### Brief 1
Translate this sentence from the passage below on Hurricane Sandy and the virus into Spanish: "Such communication and cooperation is urgently needed now, he adds."
### Brief 2
Pick up the passage below on leaders' response to Hurricane Sandy after its last sentence and carry it forward.

### Text passage
--- START ---

In preparing a disaster plan for Hurricane Sandy, President Barack Obama and New Jersey Governor Chris Christie put aside profound ideological differences, “shook hands, and agreed to work together, without rancour and to the best of their ability, putting the well-being of their constituents above any political calculus,” Sobel recalls. “Besides enabling their staffs to work together better, this also publicly communicated the gravity of the situation and modelled the spirit of unqualified cooperation that the recovery would require.”

Such communication and cooperation is urgently needed now, he adds. “We may be extremely divided politically, but we share physical, biological, and economic space, and that makes us all connected by this virus.”

Key to New York’s ability to handle Hurricane Sandy when the storm made landfall in 2012 was that leaders at all levels of government turned to the experts. Today, the knowledge of experts in health and disease transmission is needed if we are to have any hope of “getting ahead of the curve.” In 2012, New York State was fortunate that “the challenges of a potential major hurricane landfall in the New York metro area had been studied by experts for decades,” notes Sobel. “That knowledge base, and the seasoned professionals leading and serving key agencies—from the New York City Office of Emergency Management to the National Weather Service and [the Federal Emergency Management Agency]—gave state and local leaders the lead time that decades of improvement in weather forecasting had bought.”

--- END ---

### Material shown
--- START ---

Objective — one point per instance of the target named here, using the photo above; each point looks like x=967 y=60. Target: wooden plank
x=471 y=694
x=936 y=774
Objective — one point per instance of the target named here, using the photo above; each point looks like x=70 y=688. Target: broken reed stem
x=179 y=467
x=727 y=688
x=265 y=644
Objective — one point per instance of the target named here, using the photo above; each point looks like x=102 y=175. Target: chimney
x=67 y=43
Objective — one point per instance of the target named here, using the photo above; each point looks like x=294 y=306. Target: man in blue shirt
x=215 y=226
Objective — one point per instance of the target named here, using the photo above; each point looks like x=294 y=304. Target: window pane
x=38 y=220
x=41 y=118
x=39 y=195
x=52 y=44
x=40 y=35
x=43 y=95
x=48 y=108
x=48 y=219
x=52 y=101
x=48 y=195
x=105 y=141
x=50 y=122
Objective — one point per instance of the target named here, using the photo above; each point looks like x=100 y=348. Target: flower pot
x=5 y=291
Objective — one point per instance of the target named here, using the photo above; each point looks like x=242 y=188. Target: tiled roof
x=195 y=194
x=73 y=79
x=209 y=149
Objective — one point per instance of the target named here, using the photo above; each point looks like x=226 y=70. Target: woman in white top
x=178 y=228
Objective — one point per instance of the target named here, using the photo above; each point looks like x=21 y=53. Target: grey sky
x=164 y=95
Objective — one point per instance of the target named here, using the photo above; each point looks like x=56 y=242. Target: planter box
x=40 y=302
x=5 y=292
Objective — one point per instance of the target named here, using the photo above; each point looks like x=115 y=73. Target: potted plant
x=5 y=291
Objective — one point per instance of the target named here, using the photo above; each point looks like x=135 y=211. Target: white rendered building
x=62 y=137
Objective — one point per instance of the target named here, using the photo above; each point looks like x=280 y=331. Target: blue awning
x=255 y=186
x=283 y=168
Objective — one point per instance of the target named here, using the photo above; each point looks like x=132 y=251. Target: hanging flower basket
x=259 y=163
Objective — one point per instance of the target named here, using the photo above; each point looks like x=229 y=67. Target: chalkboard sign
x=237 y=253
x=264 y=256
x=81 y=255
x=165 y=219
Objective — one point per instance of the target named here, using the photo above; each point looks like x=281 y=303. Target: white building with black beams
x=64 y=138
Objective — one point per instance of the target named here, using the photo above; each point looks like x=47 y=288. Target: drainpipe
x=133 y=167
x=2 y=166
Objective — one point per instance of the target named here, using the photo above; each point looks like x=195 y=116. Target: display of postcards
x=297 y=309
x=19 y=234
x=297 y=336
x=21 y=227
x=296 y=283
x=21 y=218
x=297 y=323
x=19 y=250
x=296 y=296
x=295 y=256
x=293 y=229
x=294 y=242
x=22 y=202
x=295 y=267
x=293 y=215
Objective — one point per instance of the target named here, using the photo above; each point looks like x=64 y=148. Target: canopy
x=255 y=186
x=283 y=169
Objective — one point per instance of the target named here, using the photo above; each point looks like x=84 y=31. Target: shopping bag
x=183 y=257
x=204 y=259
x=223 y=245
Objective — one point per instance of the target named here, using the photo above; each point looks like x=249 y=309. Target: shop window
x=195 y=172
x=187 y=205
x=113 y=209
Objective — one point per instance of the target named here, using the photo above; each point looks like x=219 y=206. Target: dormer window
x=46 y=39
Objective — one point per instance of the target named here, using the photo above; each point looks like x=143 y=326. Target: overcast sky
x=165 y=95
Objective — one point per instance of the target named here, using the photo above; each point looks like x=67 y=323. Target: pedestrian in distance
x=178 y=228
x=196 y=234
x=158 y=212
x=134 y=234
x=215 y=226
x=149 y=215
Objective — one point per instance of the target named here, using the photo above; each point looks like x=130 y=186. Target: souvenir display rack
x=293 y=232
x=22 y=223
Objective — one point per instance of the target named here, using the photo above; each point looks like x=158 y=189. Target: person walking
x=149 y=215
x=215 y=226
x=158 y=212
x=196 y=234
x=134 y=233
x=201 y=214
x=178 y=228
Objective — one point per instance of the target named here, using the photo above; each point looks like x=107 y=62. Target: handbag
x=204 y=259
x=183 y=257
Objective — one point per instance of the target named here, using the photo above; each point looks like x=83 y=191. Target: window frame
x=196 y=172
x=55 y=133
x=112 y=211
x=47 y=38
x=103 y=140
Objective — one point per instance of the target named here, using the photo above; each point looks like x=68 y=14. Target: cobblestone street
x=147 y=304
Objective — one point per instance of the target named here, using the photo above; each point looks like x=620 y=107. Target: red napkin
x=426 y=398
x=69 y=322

--- END ---

### Exercise output 1
Esa comunicación y esa cooperación se necesitan con urgencia ahora, añade.

### Exercise output 2
Following the advice of solid expert guidance, city officials closed transit systems and ordered evacuations a day ahead of the hurricane’s landfall, giving residents the time and urging they needed to get to safety. But no such respect for expertise animated Washington’s initial response to the current pandemic. 

“In the United States, there has been an increasing realization that our government wasted the time that scientific prediction—and the experiences of China, Italy, and other countries—bought us,” Sobel writes.

Even so, “disasters can bring out the best in people,” and there is still time to learn from that particular lesson.  Just as any country must do in extreme weather, “we will need to rely on each other, on a much larger scale and for a much longer time than any of us are accustomed to,” says Sobel. From young and healthy people taking “all possible measures not to get the virus—even at possible cost to themselves,” to those whose livelihoods are not imperiled by social isolation giving support to those whose incomes have been reduced or lost, acting in the collective for the greater good is an imperative now.

Finally, clear-sighted leaders will anticipate that “not everyone will make wise choices.” Some will underreact to warnings about virus transmission, just as some ignored warnings to evacuate during Hurricane Sandy, and died as a result. And, adds Sobel, “other people will overreact, or react in counterproductive ways—such as buying all the hand sanitizer in stores to resell at a premium.” Recalling how Gary Szatkowski, a lead weather forecaster in New Jersey, “issued a stark, emotional warning to convince people to evacuate from the barrier islands before Sandy hit, inviting anyone who felt he was overhyping the danger to call him and ‘yell at me all you want,’” Sobel observes that, while completely preventing foolish or selfish behaviours is impossible, “authority figures addressing people directly and personally can help.”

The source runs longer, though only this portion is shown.